Task prompt »
Reproduce the entries below word for word, beginning at the start of the entries and ending at the line that contains "[[206, 83]]", both included. Leave the pictures out of your answer.

Entries drawn from a collection
************

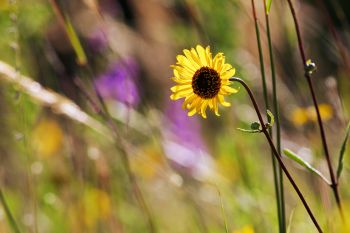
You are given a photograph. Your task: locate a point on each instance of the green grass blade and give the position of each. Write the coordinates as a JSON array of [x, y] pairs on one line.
[[73, 37], [268, 6], [342, 151], [8, 213], [290, 154], [289, 227]]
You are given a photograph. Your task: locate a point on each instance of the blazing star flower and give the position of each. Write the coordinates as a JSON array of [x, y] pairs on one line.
[[118, 83], [183, 144], [202, 80]]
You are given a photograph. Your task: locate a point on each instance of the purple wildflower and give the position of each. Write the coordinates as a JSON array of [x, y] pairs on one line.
[[183, 144]]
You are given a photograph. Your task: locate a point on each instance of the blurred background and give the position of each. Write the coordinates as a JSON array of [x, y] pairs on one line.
[[62, 167]]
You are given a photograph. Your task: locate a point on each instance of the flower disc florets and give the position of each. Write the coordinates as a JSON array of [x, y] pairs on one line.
[[202, 80]]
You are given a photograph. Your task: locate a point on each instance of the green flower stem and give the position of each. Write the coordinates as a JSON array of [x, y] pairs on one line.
[[276, 114], [276, 171], [9, 215], [276, 154], [334, 184]]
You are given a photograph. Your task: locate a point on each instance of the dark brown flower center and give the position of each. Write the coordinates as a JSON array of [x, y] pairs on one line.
[[206, 83]]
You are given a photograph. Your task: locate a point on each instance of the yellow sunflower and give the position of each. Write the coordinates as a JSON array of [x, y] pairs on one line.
[[202, 80]]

************

Answer »
You are given a photograph. Your task: locate a point on each instance of the green grass blade and give the position of each. Write the coordinates as a JSON array of [x, y] pairs on one line.
[[73, 37], [268, 6], [342, 151], [8, 213], [290, 154], [289, 227]]
You are given a photograph. Your task: locate a point on each instance of the blazing star flower and give the position of each. Write the coordinates as a JSON array of [x, y] pairs on one line.
[[118, 83], [183, 144], [202, 80]]
You are given a photograph. Your task: locate a point on each instance of the purple wildflower and give the position of each. Write the coordinates as a JSON array of [x, y] pairs on one line.
[[183, 144]]
You are given a photograph. Your task: locate a point on each instance of the blurred background and give the position of each. Write the coordinates as a JSON array of [x, y] pairs on one line.
[[62, 167]]
You are given a photograph. Your task: locate a point on each instance of the flower disc florets and give the position of each. Write the coordinates as a JSON array of [x, y] pairs on one line.
[[202, 80]]
You are given a photograph. Your task: locate a point on each instance of the green flower stem and give the position of each. Write the coordinates as a JSON array of [x, y] pairs on one line.
[[276, 114], [276, 171], [9, 215], [276, 154], [334, 184]]
You are given a photograph. Your task: locate a point on each instance of the dark brown flower center and give the position of each. Write the coordinates as a JSON array of [x, y] pairs on one line.
[[206, 83]]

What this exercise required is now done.